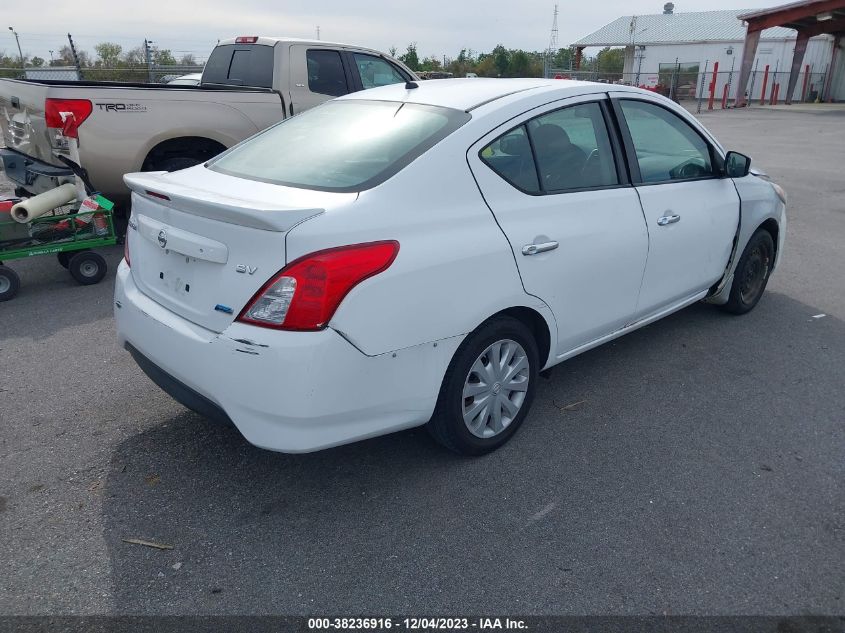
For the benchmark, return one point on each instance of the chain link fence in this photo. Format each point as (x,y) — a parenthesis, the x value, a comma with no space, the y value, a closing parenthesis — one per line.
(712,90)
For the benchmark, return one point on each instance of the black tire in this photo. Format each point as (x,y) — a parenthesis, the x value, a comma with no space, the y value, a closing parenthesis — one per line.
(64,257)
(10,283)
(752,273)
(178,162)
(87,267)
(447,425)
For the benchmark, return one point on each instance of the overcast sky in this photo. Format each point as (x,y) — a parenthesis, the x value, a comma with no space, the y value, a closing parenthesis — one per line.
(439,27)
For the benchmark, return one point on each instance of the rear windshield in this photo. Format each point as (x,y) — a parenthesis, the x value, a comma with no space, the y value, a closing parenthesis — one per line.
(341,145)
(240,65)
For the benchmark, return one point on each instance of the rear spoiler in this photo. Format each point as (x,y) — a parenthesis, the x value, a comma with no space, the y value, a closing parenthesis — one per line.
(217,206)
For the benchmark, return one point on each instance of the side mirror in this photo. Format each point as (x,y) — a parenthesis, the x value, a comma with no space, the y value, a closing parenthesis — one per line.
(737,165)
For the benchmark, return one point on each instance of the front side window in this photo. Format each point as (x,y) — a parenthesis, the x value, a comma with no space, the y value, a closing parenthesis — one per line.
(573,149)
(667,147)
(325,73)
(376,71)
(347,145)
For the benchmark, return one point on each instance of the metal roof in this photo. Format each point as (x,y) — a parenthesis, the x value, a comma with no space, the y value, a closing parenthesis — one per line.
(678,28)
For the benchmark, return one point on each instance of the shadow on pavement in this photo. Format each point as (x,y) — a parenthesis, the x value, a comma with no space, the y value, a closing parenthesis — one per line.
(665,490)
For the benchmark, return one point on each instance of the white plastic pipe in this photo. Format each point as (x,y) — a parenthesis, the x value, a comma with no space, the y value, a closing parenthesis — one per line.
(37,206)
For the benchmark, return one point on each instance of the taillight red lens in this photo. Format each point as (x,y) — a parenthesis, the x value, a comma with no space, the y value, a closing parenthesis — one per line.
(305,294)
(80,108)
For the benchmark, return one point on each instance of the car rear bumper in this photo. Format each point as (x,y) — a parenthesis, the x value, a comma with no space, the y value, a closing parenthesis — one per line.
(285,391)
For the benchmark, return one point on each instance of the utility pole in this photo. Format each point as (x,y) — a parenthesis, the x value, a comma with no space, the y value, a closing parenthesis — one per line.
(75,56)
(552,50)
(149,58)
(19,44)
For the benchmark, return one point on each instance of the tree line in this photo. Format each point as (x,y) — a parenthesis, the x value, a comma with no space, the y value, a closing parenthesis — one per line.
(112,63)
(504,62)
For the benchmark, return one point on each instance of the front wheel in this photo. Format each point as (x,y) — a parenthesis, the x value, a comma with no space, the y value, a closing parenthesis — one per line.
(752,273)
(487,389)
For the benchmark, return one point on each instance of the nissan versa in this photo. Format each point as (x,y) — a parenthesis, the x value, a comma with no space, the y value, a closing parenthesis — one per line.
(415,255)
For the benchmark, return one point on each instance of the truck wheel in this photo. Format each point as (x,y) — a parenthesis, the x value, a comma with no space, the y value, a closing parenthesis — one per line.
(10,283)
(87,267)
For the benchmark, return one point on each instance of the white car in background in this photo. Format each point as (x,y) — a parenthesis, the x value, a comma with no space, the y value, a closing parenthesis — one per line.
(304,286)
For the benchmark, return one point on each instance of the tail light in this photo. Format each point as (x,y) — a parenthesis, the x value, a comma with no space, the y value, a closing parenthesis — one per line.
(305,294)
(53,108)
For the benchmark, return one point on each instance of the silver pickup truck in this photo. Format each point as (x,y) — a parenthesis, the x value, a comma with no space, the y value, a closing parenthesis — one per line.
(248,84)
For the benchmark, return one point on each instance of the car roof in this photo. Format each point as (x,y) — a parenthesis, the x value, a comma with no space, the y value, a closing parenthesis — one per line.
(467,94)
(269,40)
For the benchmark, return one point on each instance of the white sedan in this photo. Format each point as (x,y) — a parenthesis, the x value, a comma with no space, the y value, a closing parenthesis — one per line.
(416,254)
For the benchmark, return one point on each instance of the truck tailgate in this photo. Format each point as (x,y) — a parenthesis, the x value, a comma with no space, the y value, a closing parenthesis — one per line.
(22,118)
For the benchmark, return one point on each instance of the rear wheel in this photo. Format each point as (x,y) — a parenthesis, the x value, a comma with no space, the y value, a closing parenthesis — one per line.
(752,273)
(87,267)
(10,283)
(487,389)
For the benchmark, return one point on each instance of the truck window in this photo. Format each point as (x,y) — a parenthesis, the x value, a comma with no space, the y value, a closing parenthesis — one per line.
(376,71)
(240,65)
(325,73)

EXERCISE INSTRUCTIONS:
The records above must be printed exactly; the pictures stay out.

SOLUTION TO THE PROBLEM:
For the benchmark, return one point on each instance of the chain link fence in this photo. Format each point as (x,y) — a parenthesis, the x value, a comma with no space, the y value, a closing parenthesis — one per line.
(712,90)
For the benchmark, return one point on each instance of the black tire in this photo. Format each point as (x,y) — a parenthesis, the x value, a comma with no space, the y value, a closing parenthesis — one per line.
(64,257)
(10,283)
(752,273)
(178,162)
(87,267)
(447,425)
For the benchmark, return one point on each instance of the overcast sky in this photo. Format each point as (x,y) — a parenthesis, the x value, a comma with no space, the y value, a closing parenthesis — one per line.
(439,27)
For the benchmark, return one point on each instance of the rear windshield in this photo. Format each point as (x,y) — a parenthesis, the x value, a comma with no space, the y value, a closing parenthesis — one per line.
(341,145)
(240,65)
For the benchmark, return one point on each instance of the rear spoiler in this photo. Format each point as (x,y) — a parenthesis, the x value, a comma with no space, the y value, a closing parenthesis — one per line.
(217,206)
For the benchmark, return one point on each instance of the side mirror in this photo. Format each point as (x,y) — a parenthesis, the x value, a comma with no space, the y value, a closing parenthesis — one per line.
(737,165)
For the benchmark, return one point on each instance of the front side window in this photo. Format each point as (x,y) — a parenthesis, the x value, a comma with no space, the y value, a closing parenthesis — one per line.
(573,149)
(667,147)
(325,73)
(376,71)
(347,145)
For the benchmark, return one point on each instance of the metal roof in this photo. Format each point as (x,y) — a parenthesis, the x value, a comma with no space, the y value, a closing parenthesis — one per line.
(678,28)
For the benchmark, return one point on each instance of the shadow on pavement in this photo. Format each point as (x,y) — a parenthesis, the x value, a comma with no space, the y value, a closing parenthesis — one per line.
(665,490)
For the benchmark, return one point on each instance of the white plastic pipe in this photo. Format each point as (x,y) — a parenthesis, the x value, a comma with no space, the y value, a closing parenthesis — one per line.
(37,206)
For the benchmark, return one point on each instance of the taillight red lens in this photo. Format each point as (x,y) — a parenthesis, the x value, a comma with no space, the y value, a closing parenthesis — one per line.
(305,294)
(80,108)
For the benchmark, return one point on each instance of the car rear bumper in this photo. Format each point as (x,y) — a parenthesis, the x value, a comma with no space, the y value, a closing parenthesis — one per line.
(285,391)
For the benchmark, return one point on each instance of the utility pole in this photo. Format each point as (x,y) — a parenthesis, the x value, a comma with no space, the y value, a closing parenthesis — one per line.
(75,56)
(552,50)
(149,58)
(19,44)
For the benchmark, return one point on each instance of the tree line in this photo. Format each point as (x,y) — a parenthesis, the x value, a comma with no space, the y value, a closing parenthesis — one per line.
(112,63)
(504,62)
For the benchmark, return one point on each instance of the front wheel in this photo. Format each point as (x,y) — a parenthesis, the x value, a comma with no space, the y value, a closing parenthesis — one per line.
(752,273)
(487,389)
For the benchmark, return one point on each instance of the nissan versa in this photo. Format each point as (x,y) — a parenthesis, the x value, a comma with no space, the y value, a closing parenthesis — one per line.
(415,255)
For the benchmark, return one point on each instance of the truck wheel in this photo. Format each point as (x,y) — a parenthesis, the x value, a comma with no space, the y value, a closing parenthesis — one per line.
(10,283)
(87,267)
For the benchmark, return one point on each instance of the white car in background in this photo. Format each point as (x,y) — a parenthesis, the x value, a comma with no space, the y value, a closing parenthesis — one per line.
(304,286)
For the benchmark, return one point on each instance of the tail light in this photo. Format each point as (x,y) — a parenthesis, the x value, a comma with no space, the y value, a closing parenthesis — one per line.
(305,294)
(53,108)
For the benchmark, return one point on each instance of the silver pickup truck in this photo. Format each point as (x,y) — a parenthesis, the x value, a comma with no space, the y value, a closing parenthesis — one per line.
(248,84)
For the benchmark, return one point on each instance of the car roof in this photo. Format each point as (x,y) — a parenthesis, the x value, a comma with no space, the y value, a closing parenthesis — one per line.
(467,94)
(269,40)
For the benchmark, return one point on each instance of the white sedan in this photo. Format each point as (x,y) — a parenthesis, the x value, a comma with no space, the y value, a closing parenthesis — one per line.
(416,254)
For the benchmark, return one point on each instance of the truck tailgate in this photo. Format each point as (x,y) — a parenthesis, the x value, a comma with no space, the y value, a closing parenthesis — one per line.
(22,118)
For the benchmark, return one point on each instance of the rear wheel in this photo. Format each point as (x,y) — a parenthesis, the x value, a comma with no space, the y value, a closing parenthesis — one per line.
(752,273)
(87,267)
(10,283)
(487,389)
For the benchmark, return one point on each instance of the truck window in this photo. Format each point as (x,y) — a parenthesis, the x value, a comma with no space, the y value, a closing parenthesis — one per line.
(376,71)
(240,65)
(325,73)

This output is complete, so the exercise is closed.